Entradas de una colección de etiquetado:
★ ★ ★ ★
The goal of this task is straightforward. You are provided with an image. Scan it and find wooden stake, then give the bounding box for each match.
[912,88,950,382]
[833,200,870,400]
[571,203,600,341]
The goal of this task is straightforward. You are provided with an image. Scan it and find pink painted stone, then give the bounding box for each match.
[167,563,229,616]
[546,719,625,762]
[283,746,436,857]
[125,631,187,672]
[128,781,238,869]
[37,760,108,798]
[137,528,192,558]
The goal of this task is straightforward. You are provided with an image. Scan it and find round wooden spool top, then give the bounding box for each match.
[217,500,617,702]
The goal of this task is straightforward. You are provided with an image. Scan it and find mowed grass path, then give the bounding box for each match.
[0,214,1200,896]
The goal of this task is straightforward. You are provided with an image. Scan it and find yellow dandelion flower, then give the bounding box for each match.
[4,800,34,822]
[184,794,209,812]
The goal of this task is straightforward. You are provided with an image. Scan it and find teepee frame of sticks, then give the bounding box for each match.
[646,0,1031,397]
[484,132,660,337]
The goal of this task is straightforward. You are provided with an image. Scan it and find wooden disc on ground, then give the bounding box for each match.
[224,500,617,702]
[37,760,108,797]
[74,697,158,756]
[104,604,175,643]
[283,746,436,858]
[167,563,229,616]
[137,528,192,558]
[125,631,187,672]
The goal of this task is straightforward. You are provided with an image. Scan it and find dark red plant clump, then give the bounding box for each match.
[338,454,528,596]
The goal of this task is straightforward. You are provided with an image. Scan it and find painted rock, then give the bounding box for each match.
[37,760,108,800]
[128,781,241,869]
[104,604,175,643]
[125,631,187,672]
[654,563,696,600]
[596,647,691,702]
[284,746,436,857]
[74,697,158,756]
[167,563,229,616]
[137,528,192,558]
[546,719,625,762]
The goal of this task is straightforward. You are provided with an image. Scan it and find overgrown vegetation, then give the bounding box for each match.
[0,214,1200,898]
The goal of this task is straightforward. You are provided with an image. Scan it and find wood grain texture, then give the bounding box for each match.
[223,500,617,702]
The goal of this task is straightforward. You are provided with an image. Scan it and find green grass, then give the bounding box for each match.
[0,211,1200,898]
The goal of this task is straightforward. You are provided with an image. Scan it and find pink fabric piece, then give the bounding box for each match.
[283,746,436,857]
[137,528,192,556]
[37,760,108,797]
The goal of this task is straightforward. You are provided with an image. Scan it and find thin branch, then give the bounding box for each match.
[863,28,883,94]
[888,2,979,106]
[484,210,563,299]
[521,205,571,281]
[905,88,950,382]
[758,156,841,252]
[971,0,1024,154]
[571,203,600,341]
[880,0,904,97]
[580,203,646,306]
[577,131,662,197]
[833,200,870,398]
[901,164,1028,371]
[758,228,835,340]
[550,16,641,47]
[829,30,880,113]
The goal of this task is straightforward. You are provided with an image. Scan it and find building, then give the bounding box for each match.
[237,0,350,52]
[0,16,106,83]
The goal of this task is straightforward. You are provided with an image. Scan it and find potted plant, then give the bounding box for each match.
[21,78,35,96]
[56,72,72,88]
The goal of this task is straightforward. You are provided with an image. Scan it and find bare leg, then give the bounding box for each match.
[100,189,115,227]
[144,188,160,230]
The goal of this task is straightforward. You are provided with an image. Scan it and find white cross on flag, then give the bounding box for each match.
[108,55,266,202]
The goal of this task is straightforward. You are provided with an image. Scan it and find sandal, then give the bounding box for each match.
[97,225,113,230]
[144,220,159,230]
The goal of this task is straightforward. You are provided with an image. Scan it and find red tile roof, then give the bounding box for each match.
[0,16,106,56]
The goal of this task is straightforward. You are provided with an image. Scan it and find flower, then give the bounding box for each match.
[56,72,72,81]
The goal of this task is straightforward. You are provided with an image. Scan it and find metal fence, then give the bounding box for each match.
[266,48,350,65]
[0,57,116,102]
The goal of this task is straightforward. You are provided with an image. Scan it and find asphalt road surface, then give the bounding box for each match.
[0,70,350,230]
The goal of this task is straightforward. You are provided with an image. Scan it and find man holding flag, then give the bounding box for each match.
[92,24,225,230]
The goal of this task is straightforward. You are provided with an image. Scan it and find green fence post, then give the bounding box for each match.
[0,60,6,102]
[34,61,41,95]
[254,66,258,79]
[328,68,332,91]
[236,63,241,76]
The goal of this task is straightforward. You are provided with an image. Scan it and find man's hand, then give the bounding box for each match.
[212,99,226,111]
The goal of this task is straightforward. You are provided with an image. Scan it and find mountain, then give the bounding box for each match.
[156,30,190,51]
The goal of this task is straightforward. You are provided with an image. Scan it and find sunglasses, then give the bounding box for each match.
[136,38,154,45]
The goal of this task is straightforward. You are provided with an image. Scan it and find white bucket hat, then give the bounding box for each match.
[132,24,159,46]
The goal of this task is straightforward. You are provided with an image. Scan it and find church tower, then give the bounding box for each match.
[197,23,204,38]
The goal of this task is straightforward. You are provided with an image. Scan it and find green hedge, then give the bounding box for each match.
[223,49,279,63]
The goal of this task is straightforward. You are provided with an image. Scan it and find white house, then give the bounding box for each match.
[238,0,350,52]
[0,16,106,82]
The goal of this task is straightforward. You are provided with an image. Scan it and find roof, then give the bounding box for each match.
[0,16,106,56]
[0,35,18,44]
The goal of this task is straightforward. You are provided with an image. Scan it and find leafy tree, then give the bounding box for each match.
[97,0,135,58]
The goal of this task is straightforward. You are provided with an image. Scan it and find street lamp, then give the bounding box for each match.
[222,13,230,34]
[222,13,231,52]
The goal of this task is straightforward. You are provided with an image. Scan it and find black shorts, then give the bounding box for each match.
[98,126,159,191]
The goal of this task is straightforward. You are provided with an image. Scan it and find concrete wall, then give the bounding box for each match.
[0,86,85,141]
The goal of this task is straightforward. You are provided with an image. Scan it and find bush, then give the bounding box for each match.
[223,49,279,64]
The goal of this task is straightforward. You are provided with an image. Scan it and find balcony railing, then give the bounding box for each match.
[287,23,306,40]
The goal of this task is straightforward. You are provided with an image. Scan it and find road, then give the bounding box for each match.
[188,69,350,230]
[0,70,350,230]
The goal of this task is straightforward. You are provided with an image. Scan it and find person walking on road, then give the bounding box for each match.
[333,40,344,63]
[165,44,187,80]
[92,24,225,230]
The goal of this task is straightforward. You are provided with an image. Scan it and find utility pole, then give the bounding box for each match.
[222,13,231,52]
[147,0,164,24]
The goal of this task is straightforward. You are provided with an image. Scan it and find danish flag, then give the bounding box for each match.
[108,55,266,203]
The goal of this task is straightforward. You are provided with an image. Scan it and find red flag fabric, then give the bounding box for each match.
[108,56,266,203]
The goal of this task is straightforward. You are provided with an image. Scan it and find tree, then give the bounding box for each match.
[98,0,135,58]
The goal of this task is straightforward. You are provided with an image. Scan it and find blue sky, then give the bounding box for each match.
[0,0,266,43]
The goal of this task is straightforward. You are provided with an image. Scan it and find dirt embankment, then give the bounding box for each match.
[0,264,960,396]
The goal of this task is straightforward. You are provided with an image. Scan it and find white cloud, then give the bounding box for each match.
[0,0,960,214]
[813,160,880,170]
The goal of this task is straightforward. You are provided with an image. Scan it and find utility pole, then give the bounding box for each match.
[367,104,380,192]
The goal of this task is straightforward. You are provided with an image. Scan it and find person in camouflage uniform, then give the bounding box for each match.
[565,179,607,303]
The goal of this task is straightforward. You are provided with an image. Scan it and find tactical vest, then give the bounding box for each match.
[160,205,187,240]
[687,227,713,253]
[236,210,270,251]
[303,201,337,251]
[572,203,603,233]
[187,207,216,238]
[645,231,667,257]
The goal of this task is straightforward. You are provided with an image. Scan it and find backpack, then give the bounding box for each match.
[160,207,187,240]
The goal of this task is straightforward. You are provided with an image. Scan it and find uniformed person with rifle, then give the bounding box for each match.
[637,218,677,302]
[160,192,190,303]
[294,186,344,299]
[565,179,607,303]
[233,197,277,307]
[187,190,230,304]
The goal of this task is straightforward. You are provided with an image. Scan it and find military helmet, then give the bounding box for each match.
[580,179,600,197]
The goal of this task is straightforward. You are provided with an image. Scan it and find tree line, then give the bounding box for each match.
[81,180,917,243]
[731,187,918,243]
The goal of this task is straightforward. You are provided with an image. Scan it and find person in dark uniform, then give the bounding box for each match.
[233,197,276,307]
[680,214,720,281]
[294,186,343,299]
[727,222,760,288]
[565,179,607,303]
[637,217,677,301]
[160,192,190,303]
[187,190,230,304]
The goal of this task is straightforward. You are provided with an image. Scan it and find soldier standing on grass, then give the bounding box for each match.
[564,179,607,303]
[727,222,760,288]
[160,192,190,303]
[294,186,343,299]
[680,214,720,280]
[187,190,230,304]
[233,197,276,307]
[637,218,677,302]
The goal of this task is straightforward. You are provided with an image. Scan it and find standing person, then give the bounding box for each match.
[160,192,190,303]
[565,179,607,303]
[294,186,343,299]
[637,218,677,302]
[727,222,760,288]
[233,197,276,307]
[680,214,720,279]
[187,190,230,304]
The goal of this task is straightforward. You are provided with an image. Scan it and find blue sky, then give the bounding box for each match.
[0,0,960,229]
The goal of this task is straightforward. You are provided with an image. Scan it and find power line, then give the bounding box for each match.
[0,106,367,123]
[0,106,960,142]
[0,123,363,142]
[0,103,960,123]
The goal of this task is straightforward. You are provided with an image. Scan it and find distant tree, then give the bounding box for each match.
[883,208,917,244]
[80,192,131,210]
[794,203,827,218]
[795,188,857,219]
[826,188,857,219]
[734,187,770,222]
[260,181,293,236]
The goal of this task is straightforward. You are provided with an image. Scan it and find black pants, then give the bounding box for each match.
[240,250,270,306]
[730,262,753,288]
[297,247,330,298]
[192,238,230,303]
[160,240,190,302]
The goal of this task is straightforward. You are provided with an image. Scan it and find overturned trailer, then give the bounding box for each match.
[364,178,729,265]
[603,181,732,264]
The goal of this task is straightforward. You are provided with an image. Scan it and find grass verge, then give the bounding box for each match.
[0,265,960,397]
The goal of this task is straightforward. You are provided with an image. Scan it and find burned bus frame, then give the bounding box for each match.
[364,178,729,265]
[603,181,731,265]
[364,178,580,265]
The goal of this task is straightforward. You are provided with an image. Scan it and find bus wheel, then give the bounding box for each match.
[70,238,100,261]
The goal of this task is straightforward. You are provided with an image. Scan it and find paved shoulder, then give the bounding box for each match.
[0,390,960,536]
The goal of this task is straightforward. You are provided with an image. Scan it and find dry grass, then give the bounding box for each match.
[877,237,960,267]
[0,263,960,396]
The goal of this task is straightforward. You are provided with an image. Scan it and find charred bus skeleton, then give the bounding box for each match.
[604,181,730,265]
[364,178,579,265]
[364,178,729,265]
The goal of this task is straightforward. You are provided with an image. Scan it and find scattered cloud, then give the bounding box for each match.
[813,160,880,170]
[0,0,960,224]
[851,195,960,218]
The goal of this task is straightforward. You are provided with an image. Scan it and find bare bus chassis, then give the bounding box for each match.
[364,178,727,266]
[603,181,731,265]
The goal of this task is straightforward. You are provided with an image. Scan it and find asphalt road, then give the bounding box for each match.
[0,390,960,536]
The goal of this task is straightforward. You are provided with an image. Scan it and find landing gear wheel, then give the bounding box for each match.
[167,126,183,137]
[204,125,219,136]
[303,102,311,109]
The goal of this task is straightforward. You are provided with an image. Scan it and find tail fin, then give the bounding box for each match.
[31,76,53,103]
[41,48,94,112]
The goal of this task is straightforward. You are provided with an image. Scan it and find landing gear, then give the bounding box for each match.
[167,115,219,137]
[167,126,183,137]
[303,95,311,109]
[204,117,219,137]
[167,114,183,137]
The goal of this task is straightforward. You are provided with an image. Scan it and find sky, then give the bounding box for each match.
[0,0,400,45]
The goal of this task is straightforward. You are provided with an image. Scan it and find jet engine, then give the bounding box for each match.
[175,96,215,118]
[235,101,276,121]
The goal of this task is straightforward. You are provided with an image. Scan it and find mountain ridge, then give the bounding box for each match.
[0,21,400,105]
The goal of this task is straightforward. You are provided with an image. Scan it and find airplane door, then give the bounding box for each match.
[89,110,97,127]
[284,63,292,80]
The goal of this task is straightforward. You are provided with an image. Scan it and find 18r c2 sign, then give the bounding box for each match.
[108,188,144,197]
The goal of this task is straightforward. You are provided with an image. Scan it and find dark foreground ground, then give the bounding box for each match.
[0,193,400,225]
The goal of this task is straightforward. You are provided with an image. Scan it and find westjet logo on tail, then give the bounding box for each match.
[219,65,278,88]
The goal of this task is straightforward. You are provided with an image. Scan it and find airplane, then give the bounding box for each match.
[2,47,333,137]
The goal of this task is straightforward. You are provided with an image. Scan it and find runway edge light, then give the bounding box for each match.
★ ★ ★ ★
• Objetivo de la tarea:
Copia de nuevo todas las líneas desde la que contiene "find pink painted" hasta la que contiene "[37,760,108,798]", ambas incluidas, y desplaza en 78 cada coordenada de los recuadros delimitadores; el resto del texto queda igual.

• Respuesta completa:
The goal of this task is straightforward. You are provided with an image. Scan it and find pink painted stone, then give the bounding box for each match.
[245,641,307,694]
[624,797,703,840]
[361,824,514,935]
[203,709,265,750]
[206,859,316,947]
[115,838,186,876]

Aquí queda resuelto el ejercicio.